▸ **EXCERPT TO READ**
#####

Barbara D. Reed, M.D., M.S.P.H. was lead author of the study into the prevalence of vulvar pain.
Underdiagnosed and Undertreated
25 percent of women have had symptoms of vulvodynia; only 2 percent sought treatment
issue 14 | winter 2012
For many women, chronic vulvar pain is so severe it makes intercourse — and sometimes sitting for long periods of time — painful, if not impossible.
A new U-M study, which surveyed 2,269 women in the metro Detroit area, found that more than 25 percent of women have experienced ongoing vulvar pain at some point in their lives. However, only 2 percent of those women sought treatment for their pain.
For some, vulvar pain may be caused by activities like biking, tampon use or intercourse, and for others it can be a persistent, spontaneous pain that can last for up to 40 years. Pain ranges from slight discomfort to knife-like pain. Common treatments, including topical creams, are typically directed toward alleviating symptoms and usually only provide partial pain relief.

#####

▸ **DATASET EXTRACT**
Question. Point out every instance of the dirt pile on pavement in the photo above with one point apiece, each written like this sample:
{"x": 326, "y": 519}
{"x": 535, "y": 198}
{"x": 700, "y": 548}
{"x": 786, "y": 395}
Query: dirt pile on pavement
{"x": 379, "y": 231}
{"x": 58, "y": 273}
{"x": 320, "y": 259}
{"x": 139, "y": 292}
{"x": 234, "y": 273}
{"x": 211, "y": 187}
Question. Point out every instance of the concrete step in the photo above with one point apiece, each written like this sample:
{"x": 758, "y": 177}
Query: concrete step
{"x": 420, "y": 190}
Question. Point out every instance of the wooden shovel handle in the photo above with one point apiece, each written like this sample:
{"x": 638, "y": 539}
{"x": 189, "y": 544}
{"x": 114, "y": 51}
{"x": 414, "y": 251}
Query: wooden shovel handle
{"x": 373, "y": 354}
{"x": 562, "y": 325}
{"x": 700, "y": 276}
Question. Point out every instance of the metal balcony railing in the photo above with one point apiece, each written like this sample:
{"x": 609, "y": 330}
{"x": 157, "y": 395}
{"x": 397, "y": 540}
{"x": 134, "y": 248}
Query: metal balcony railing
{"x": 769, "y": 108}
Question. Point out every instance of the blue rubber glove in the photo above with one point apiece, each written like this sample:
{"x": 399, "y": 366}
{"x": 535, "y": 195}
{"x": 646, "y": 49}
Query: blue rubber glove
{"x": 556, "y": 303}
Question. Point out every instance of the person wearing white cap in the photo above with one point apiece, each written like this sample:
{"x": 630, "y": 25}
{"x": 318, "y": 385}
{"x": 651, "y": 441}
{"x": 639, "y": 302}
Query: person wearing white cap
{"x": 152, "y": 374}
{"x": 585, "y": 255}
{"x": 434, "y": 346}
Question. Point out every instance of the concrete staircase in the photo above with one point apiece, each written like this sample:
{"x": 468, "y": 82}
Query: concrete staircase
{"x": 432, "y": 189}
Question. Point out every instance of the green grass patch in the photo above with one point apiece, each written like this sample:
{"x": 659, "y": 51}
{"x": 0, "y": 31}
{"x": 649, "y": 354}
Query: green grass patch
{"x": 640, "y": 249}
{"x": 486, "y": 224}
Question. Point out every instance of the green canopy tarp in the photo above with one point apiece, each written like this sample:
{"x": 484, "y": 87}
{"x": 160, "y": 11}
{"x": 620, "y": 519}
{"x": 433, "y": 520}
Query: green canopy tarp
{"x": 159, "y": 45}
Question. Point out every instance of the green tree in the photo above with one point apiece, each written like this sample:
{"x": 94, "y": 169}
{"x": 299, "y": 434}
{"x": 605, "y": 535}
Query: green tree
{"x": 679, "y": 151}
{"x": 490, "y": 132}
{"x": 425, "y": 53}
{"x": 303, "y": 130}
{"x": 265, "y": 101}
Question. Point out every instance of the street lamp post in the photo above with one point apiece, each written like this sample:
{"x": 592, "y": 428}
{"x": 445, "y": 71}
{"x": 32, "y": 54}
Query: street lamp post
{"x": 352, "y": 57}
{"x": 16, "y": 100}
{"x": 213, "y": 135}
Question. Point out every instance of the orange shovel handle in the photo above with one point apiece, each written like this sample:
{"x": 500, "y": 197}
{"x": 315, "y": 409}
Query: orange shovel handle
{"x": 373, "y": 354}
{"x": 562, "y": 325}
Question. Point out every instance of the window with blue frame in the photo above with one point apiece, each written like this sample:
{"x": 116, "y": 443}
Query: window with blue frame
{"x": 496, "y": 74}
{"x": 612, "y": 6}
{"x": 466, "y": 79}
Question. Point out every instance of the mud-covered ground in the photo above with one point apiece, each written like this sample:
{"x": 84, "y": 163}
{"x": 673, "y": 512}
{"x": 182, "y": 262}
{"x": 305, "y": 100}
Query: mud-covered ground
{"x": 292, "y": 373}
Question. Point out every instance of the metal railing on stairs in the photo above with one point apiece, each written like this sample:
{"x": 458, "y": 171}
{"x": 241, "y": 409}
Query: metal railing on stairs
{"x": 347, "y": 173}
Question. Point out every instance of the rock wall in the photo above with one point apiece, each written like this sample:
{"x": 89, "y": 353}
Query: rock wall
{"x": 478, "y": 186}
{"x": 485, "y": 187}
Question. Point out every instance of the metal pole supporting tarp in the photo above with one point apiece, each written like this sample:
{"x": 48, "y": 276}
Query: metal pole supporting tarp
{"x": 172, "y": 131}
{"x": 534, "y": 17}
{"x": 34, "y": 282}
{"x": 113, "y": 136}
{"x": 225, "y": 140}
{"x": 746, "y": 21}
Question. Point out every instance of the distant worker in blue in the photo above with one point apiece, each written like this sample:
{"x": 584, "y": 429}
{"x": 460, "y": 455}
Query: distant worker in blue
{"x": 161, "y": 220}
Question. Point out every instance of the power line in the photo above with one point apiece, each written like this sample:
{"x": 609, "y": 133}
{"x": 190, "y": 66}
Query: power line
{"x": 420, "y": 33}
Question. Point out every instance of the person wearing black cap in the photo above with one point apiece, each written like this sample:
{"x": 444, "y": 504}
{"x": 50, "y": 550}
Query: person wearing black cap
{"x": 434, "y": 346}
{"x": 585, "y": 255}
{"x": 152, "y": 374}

#####

▸ **PROBLEM DETAILS**
Continue the article on the U-M study of vulvar pain, starting right after its last sentence.

▸ **RESULT FOR THIS EXERCISE**
The study, published in the American Journal of Obstetrics and Gynecology, found that aside from the 9.2 percent of women who reported that they were currently experiencing pain consistent with vulvodynia, an additional 17.9 percent of women reported they have experienced symptoms of vulvodynia in the past.
That factors to more than 318,000 women in southeast Michigan alone.
"What this means for area women is that vulvar pain is common, it has a name, and it can be addressed with their physicians," says Barbara D. Reed, M.D., M.S.P.H, a professor of family medicine at the U-M Medical School and lead author of the study.
What researchers have found concerning is that of the 2 percent of women who sought treatment for their pain, only 5 percent received a diagnosis of vulvodynia. Many women were misdiagnosed with either yeast infections or estrogen deficiency. The subsequent treatment plans that were recommended did little to alleviate their pain, suggesting misdiagnosis of what was causing their symptoms.